Fade in / fade out : Bill Viola et Tsai Ming-Liang
Par Erik Bordeleau

Si l’esprit ne se fait pas image, il sera anéanti comme le reste du monde.
- Simon le magicien

Difficile de nommer cette évidence sensible qui transit l’espace métropolitain branché et, de manière presque imperceptible, délimite et pasteurise les existences. Dans le milieu de l’art, ce séjour indéfiniment prolongé dans le relationnel abstrait se vérifie en premier lieu à ce désir d’installer des situations propices à « l’interaction », afin de remédier à un supposé manque de « communication ». Anesthésie procédurale en grand style, qui recoupe la disposition étudiée des corps dans l’espace si soyeusement quadrillé de l’intersubjectivité. Une ritournelle de la maternelle tournoie dans l’air du temps : « C’est mon corps, c’est mon corps, ce n’est pas le tien » – puis la cloche sonnera et ce sera l’heure de la performance.

§ **Consigne de travail**:
Transcrivez à l'identique le passage du texte consacré à Bill Viola et Tsai Ming-Liang qui commence par les mots contenant « Fade in / fade » et s'achève sur « de la performance. ». Les données ci-après forment un matériau indépendant du texte.

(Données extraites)
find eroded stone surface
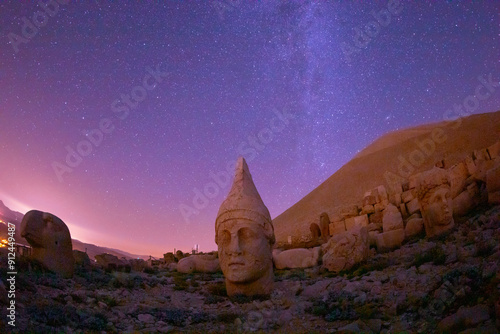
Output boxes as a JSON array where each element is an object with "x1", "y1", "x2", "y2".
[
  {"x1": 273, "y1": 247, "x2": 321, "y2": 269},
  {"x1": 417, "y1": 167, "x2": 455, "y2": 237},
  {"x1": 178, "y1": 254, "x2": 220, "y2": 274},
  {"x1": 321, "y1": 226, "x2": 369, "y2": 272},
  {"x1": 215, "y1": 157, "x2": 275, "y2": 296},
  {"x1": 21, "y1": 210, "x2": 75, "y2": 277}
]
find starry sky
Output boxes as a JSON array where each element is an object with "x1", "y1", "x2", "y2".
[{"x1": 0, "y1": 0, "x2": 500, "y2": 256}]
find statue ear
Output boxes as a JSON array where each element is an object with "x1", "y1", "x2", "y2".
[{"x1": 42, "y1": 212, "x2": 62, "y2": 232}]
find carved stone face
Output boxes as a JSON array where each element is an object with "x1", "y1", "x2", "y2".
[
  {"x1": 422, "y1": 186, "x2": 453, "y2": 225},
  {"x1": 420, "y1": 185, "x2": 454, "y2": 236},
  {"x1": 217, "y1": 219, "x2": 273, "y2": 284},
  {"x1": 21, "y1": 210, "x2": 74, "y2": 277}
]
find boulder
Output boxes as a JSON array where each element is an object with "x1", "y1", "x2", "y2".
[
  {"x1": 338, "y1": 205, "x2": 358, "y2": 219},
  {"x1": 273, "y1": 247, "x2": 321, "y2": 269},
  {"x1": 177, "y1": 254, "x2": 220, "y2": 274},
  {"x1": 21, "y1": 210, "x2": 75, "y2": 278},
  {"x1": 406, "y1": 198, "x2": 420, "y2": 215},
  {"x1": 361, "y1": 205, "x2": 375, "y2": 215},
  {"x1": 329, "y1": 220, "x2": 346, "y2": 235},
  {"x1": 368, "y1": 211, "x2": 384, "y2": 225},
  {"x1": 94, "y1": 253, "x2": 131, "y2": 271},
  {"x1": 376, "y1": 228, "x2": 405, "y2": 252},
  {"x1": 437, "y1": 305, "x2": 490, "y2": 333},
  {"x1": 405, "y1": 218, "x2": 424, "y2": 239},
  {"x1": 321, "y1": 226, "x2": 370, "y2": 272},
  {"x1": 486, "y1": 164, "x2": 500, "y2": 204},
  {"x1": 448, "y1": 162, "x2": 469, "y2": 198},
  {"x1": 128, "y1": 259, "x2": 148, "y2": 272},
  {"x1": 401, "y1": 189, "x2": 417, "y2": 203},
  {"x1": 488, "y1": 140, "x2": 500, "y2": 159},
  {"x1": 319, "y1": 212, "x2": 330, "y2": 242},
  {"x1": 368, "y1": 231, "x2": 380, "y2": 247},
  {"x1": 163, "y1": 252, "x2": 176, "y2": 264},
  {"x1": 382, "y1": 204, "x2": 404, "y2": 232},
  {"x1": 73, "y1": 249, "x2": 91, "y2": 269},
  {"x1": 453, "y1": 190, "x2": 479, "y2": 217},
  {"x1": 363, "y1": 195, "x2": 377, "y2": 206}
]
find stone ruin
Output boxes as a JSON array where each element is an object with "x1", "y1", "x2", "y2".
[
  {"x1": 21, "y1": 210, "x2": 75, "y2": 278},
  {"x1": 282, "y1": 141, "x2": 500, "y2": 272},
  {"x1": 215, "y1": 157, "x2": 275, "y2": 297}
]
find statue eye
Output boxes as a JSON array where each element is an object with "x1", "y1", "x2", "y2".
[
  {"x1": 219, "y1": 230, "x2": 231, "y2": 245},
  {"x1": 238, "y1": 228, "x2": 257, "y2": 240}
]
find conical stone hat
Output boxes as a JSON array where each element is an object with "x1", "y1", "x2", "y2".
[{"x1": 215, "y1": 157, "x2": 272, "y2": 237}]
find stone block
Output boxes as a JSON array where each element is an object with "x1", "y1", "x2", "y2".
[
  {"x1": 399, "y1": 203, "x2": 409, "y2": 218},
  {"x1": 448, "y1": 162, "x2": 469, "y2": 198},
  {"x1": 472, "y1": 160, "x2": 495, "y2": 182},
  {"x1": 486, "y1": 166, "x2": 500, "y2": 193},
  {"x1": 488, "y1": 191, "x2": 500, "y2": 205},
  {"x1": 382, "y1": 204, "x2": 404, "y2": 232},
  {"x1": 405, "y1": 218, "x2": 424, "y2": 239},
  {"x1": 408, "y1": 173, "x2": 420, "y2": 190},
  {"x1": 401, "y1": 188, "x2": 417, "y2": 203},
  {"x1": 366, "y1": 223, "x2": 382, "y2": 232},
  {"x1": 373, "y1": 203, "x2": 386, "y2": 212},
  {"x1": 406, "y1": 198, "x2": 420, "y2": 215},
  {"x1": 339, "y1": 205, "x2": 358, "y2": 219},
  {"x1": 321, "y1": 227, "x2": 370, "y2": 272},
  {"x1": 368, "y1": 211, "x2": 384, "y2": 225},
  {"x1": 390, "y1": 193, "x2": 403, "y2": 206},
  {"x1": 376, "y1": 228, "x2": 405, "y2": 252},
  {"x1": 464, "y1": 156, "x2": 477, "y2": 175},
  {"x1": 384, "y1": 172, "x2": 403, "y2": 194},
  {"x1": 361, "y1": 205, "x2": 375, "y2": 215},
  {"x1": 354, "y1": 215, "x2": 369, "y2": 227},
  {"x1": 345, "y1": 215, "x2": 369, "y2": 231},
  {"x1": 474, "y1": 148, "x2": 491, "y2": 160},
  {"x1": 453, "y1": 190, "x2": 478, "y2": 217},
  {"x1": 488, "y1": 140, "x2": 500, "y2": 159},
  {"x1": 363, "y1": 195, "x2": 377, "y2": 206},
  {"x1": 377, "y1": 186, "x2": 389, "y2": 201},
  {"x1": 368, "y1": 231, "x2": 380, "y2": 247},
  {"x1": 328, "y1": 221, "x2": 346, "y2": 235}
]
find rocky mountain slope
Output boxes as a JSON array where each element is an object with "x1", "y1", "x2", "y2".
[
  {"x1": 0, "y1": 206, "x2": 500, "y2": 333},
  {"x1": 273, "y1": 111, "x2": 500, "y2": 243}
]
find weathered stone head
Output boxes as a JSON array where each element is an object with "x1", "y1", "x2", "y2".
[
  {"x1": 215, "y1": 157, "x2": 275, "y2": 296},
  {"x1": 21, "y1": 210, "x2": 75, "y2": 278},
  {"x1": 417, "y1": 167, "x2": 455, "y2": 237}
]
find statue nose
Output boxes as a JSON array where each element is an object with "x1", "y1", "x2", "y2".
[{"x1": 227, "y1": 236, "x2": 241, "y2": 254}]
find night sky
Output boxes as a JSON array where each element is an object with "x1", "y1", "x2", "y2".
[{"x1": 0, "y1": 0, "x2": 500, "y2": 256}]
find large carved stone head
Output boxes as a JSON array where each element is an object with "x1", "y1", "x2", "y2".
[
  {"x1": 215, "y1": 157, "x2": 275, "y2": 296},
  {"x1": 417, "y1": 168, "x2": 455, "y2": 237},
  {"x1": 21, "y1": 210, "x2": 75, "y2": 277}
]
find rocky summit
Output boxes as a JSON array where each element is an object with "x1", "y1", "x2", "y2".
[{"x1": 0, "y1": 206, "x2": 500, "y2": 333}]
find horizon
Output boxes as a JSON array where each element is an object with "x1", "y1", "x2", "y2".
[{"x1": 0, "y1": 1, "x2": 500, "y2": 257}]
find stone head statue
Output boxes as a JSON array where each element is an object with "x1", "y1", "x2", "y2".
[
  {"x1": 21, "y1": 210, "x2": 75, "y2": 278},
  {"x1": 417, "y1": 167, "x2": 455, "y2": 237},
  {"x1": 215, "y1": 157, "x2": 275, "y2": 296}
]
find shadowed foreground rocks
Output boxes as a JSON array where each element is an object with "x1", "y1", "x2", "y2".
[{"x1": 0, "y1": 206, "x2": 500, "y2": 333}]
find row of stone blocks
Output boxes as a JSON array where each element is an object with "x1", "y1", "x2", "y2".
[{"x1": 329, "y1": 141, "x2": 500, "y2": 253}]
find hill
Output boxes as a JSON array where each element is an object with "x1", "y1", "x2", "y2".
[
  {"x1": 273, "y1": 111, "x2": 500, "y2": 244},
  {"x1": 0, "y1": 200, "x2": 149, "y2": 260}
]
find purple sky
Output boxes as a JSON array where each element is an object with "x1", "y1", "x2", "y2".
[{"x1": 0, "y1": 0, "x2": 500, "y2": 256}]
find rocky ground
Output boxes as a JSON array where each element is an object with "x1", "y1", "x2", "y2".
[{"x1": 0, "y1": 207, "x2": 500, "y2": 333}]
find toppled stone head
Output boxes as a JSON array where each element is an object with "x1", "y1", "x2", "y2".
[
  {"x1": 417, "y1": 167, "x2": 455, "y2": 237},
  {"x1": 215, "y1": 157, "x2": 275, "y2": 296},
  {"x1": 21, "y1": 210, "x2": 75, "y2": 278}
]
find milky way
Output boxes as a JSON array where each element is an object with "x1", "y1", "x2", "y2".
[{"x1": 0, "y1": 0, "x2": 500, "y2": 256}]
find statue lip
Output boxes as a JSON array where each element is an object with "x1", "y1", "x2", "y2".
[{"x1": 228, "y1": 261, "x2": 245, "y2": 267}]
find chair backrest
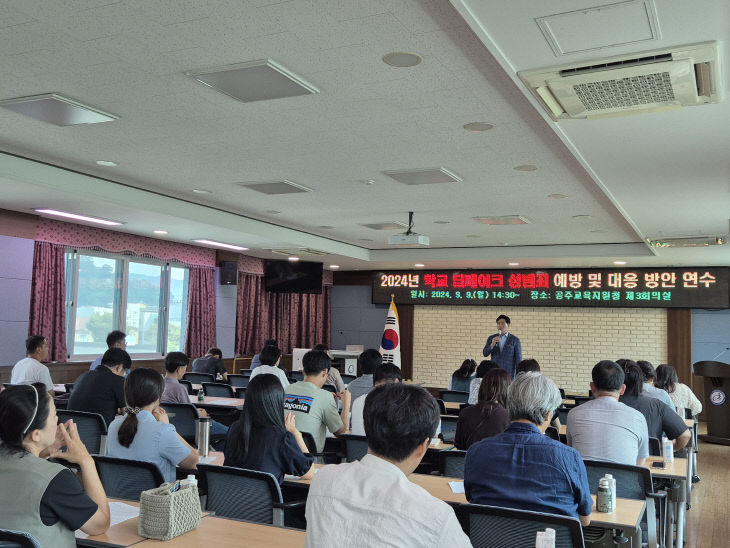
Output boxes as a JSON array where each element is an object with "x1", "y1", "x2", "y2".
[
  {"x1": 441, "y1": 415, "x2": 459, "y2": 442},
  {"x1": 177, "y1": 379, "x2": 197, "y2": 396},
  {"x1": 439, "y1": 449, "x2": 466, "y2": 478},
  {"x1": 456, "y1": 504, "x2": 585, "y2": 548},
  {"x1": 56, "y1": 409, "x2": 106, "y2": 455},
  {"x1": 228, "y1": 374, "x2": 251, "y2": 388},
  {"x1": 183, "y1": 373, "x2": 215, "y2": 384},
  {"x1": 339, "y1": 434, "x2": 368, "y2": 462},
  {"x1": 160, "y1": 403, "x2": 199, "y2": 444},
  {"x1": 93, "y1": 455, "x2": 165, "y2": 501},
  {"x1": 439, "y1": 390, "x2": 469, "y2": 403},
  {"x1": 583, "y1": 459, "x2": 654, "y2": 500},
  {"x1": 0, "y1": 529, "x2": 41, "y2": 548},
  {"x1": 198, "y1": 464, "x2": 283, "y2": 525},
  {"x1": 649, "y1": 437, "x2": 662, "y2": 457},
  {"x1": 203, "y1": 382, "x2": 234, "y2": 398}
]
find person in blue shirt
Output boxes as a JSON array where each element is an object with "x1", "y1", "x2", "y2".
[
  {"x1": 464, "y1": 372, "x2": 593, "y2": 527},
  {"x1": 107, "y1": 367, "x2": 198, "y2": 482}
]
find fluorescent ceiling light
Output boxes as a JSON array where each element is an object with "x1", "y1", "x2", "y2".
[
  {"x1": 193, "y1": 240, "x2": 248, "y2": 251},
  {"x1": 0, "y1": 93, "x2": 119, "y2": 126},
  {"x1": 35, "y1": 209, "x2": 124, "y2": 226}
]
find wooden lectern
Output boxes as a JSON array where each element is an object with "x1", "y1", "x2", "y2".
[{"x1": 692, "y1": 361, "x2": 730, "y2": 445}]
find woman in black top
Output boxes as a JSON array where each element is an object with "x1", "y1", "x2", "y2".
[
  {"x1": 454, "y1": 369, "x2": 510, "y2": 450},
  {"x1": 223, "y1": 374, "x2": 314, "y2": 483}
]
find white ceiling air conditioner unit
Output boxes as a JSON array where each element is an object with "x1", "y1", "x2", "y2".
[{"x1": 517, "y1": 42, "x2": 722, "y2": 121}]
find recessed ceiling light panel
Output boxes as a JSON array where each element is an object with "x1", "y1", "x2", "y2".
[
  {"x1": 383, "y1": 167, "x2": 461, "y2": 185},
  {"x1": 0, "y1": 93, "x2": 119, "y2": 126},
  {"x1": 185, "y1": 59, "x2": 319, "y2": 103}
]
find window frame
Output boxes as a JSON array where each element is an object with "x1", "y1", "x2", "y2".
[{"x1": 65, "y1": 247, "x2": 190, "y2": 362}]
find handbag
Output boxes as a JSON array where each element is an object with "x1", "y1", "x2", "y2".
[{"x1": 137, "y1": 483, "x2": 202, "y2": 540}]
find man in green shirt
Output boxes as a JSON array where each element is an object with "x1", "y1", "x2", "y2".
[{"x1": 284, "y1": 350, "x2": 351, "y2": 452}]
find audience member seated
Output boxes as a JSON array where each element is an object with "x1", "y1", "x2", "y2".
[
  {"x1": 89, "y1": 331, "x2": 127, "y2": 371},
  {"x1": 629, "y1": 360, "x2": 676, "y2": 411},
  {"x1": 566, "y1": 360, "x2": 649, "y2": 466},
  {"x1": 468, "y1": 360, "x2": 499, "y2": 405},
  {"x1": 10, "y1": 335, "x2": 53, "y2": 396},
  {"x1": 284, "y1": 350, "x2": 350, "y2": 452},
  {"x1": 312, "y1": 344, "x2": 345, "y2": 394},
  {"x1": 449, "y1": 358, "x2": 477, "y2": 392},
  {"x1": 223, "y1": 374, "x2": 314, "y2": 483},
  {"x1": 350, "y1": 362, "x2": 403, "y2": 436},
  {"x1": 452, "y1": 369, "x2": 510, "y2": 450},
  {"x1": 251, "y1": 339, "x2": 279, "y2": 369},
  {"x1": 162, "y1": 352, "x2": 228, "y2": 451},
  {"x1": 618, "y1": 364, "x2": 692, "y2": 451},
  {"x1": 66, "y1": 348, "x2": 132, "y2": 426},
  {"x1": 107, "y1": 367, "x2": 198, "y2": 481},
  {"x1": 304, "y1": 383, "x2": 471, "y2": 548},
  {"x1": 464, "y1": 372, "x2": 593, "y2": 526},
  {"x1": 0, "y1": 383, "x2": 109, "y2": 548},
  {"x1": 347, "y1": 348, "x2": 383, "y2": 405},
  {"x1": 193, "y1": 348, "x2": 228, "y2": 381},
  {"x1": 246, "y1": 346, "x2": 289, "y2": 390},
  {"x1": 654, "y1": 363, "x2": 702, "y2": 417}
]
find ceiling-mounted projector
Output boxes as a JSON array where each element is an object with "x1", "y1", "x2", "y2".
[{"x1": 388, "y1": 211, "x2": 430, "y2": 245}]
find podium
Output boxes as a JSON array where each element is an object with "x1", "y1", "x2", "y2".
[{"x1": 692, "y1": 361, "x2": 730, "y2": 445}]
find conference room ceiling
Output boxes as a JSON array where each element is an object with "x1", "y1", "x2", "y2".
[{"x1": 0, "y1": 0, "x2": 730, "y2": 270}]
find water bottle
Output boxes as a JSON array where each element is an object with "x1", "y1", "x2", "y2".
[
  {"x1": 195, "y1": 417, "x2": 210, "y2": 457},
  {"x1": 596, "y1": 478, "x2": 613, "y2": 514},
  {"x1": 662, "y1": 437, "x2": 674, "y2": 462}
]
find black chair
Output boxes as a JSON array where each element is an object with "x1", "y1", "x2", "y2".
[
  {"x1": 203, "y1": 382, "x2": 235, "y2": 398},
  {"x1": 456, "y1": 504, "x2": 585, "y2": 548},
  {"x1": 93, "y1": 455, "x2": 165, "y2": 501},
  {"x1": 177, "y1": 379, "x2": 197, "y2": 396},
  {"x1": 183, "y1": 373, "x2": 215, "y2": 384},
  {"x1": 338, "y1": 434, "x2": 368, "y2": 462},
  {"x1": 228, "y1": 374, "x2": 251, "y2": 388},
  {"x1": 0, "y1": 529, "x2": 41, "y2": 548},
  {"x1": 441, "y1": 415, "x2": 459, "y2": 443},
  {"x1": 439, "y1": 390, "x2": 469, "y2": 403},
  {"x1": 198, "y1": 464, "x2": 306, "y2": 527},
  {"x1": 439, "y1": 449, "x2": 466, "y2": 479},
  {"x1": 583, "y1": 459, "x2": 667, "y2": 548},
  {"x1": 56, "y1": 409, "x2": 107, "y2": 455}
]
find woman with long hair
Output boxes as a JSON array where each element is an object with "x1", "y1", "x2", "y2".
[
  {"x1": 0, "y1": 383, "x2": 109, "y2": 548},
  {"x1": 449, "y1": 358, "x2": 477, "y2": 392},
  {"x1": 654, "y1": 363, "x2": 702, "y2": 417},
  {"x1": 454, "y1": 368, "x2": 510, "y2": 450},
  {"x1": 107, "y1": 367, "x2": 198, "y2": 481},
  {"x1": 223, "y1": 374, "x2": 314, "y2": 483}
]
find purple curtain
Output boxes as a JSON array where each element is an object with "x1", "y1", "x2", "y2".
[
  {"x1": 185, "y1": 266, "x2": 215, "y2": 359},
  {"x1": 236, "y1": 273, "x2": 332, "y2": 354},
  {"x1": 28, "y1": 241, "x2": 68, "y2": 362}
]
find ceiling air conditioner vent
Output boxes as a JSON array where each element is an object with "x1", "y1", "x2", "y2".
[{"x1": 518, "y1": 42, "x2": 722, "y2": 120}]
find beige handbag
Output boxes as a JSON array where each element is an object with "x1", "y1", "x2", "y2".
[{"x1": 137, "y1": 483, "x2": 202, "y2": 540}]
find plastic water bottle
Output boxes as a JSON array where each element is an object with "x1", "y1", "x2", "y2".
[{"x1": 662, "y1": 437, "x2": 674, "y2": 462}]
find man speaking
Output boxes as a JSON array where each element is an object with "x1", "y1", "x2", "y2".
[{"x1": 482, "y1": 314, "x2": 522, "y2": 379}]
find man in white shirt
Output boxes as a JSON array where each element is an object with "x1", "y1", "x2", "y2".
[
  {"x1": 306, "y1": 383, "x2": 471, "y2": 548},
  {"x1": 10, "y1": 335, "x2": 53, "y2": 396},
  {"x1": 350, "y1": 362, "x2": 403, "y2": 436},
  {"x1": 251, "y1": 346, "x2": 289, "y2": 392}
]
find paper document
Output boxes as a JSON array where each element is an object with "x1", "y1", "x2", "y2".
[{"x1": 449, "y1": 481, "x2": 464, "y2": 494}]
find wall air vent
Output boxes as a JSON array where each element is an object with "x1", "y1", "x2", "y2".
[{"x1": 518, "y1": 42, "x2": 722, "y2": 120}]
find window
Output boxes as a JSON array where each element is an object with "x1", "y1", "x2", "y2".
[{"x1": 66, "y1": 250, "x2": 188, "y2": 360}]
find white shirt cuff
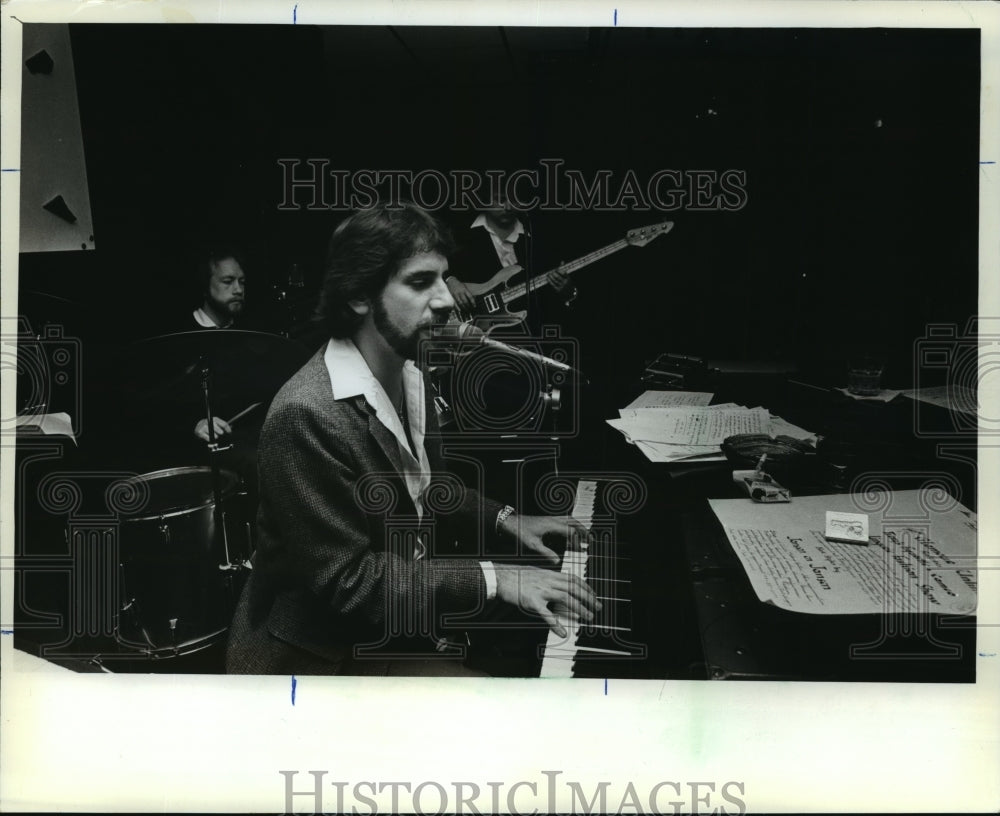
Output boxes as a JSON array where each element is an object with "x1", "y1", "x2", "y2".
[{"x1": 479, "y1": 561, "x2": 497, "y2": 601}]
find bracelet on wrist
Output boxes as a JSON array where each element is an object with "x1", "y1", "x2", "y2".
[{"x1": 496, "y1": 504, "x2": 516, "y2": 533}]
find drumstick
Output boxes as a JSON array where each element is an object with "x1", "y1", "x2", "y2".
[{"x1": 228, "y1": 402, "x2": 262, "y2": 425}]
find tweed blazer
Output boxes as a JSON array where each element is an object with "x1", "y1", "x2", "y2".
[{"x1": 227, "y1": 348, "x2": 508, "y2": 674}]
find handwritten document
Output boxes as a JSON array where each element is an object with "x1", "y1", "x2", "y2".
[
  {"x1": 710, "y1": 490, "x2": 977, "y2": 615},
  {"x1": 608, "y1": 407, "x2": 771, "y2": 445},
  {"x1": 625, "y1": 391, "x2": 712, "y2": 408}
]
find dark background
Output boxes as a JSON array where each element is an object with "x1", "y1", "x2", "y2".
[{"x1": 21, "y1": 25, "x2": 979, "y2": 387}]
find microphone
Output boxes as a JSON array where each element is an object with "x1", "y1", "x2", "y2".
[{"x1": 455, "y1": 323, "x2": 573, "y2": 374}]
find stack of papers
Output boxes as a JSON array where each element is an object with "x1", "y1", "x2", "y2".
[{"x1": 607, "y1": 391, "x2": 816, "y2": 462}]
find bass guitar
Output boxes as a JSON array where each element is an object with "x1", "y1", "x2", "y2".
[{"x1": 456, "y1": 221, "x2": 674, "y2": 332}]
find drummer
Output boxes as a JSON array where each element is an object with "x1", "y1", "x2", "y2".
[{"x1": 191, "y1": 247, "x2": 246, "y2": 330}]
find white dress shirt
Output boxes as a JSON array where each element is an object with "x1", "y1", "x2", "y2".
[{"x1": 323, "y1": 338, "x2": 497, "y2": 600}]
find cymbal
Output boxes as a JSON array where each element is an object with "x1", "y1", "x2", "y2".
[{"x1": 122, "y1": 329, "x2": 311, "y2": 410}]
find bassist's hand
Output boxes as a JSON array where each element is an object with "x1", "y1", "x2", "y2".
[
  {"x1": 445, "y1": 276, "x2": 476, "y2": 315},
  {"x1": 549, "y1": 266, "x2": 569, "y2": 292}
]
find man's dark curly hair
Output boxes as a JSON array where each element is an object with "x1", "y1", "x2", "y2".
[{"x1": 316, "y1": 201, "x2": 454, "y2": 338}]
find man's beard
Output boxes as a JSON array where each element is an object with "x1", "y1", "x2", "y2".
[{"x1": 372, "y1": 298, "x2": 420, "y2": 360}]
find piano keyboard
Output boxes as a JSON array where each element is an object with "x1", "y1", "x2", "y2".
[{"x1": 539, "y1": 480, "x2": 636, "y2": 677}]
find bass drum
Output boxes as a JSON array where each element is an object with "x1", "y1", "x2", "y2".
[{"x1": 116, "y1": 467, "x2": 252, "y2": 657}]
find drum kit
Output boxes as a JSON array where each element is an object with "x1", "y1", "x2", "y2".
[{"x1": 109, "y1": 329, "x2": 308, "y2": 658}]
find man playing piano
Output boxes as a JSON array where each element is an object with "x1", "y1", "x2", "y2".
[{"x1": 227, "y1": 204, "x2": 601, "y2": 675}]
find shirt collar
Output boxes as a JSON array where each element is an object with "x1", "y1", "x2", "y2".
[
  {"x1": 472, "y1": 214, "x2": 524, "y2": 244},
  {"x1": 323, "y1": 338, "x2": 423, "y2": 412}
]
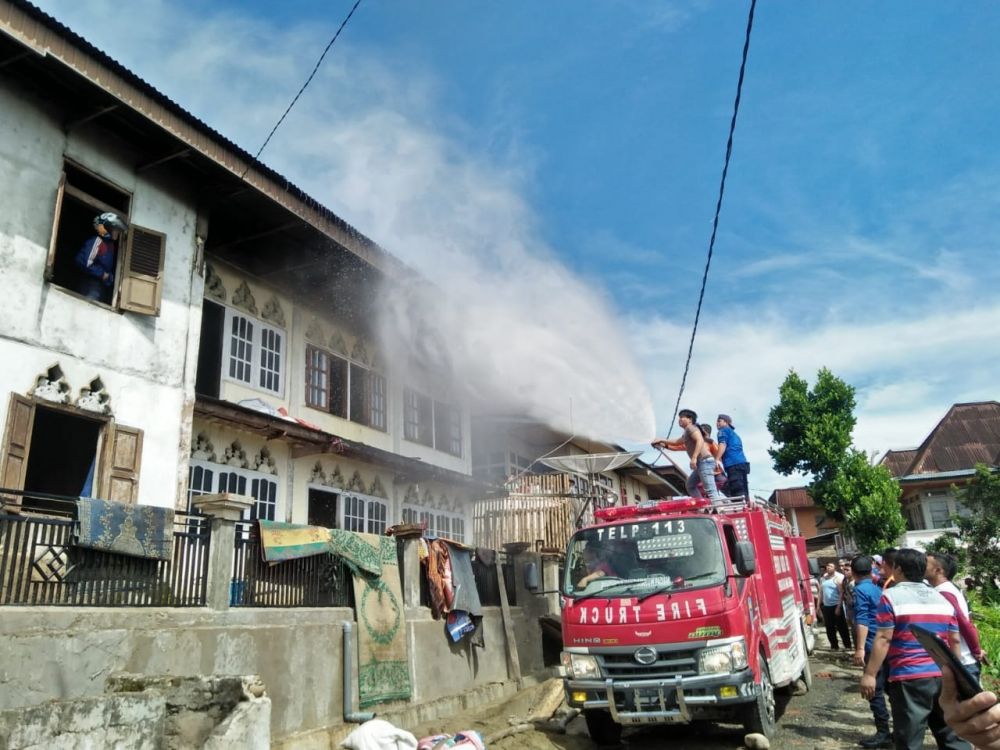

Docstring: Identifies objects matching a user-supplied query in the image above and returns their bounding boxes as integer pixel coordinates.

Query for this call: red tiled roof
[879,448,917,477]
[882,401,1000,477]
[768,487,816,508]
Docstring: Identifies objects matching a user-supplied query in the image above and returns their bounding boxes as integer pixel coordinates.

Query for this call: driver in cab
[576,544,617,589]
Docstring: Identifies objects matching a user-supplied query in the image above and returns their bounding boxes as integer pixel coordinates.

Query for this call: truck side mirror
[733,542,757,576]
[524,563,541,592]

§ **Réponse attendue**:
Fade in / fade out : Bill Viola et Tsai Ming-Liang
Par Erik Bordeleau

Si l’esprit ne se fait pas image, il sera anéanti comme le reste du monde.
- Simon le magicien

Difficile de nommer cette évidence sensible qui transit l’espace métropolitain branché et, de manière presque imperceptible, délimite et pasteurise les existences. Dans le milieu de l’art, ce séjour indéfiniment prolongé dans le relationnel abstrait se vérifie en premier lieu à ce désir d’installer des situations propices à « l’interaction », afin de remédier à un supposé manque de « communication ». Anesthésie procédurale en grand style, qui recoupe la disposition étudiée des corps dans l’espace si soyeusement quadrillé de l’intersubjectivité. Une ritournelle de la maternelle tournoie dans l’air du temps : « C’est mon corps, c’est mon corps, ce n’est pas le tien » – puis la cloche sonnera et ce sera l’heure de la performance.